*EXTRACTED TEXT*
'''
Table 6 shows that the actual electrical energy recovered from the saline concentrate flow represents 86% of the theoretical maximum potential energy available (assuming no friction losses). This figure is just below the bench mark of 90% for similar systems.

Buildings design and solar panels installed on a number of the buildings contribute to a more environmentally sustainable plant. Each RO building includes a 100 kW cell array providing a site capacity of 200 kW at peak sun hours. These solar panels provide power to many of the ancillary non-process related functions on site.

The Adelaide desalination plant employs a variety of innovations and technologies in its design to minimise energy use and hence to reduce energy costs. In addition to this, at an early stage in its operational life the plant has achieved an increase in efficiency beyond that anticipated in the design. It must be acknowledged that energy consumption is likely to increase as the assets and membranes age. The factors included in the design which contribute significantly towards making the Adelaide desalination plant one of the most efficient in the World includes the removal of intermediate tanks between the UF and RO systems, the use of a non-conventional RO configuration which creates a higher overall recovery, the use of RO energy recovery devices, recovery of energy on the saline discharge stream, high recovery of the UF pre-treatment system, potential for reuse of washwater from the disc filters and UF backwash and the solar panels installed on a number of the buildings.

Further to this, the plant has experienced improved operational efficiencies beyond those anticipated in the design in the areas of the intake pumping station and RO pumping system which represents 16% and 80%, respectively, of the overall energy consumed by the process, as summarised in Table 7.
'''
*CHECK YOUR UNDERSTANDING*
- A) According to the passage on the Adelaide desalination plant, what site capacity do the solar panels provide at peak sun hours?
- B) Quote the passage on the Adelaide desalination plant between "Table 6 shows that" and "for similar systems.", inclusive.

*LISTED RECORDS*
'''
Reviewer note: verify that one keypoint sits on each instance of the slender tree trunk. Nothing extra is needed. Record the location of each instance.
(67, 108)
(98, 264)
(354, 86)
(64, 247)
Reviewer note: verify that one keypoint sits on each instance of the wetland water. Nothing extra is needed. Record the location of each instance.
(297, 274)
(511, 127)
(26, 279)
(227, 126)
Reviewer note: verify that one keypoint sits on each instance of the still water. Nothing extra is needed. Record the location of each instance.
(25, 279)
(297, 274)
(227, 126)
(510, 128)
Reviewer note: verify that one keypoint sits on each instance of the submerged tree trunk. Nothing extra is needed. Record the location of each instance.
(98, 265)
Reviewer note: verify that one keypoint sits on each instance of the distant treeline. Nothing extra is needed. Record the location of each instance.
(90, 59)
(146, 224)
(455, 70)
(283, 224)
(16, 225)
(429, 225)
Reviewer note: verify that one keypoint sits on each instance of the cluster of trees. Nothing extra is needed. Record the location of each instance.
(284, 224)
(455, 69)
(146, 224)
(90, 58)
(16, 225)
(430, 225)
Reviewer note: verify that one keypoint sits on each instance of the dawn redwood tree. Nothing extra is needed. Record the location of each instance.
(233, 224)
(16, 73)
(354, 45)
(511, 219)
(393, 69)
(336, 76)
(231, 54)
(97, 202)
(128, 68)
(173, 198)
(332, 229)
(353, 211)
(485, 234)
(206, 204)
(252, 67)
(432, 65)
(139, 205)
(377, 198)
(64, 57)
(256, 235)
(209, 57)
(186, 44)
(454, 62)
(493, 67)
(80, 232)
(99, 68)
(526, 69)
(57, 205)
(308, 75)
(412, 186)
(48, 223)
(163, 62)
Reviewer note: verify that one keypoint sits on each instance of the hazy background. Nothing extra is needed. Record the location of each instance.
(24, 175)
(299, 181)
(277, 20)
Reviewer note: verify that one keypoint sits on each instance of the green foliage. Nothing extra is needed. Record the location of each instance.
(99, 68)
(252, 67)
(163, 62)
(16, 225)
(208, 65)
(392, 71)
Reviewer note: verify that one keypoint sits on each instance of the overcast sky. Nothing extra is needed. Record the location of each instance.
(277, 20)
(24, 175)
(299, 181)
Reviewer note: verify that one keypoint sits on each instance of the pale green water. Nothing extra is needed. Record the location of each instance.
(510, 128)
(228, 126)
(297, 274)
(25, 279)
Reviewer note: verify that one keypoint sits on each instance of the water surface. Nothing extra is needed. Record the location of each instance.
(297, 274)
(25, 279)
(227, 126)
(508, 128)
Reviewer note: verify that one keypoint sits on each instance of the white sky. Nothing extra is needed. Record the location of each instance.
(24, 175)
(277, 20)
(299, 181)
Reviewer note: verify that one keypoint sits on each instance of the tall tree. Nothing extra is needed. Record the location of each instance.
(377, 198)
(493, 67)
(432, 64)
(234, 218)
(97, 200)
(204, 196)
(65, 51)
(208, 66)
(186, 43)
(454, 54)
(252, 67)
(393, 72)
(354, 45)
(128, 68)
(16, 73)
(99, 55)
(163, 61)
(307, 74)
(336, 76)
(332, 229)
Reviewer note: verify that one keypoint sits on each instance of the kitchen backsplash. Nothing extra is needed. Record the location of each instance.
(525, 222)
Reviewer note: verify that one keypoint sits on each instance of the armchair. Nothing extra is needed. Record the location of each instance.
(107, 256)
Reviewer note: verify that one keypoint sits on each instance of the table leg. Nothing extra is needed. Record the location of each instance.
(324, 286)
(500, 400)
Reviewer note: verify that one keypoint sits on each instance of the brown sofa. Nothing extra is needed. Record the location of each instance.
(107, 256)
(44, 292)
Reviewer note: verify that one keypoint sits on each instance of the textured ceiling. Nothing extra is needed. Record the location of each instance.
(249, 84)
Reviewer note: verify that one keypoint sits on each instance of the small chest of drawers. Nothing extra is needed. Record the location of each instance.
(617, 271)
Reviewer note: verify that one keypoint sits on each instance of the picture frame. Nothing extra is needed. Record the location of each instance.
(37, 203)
'''
*SOLUTION LIST*
- A) 200 kW

- B)
Table 6 shows that the actual electrical energy recovered from the saline concentrate flow represents 86% of the theoretical maximum potential energy available (assuming no friction losses). This figure is just below the bench mark of 90% for similar systems.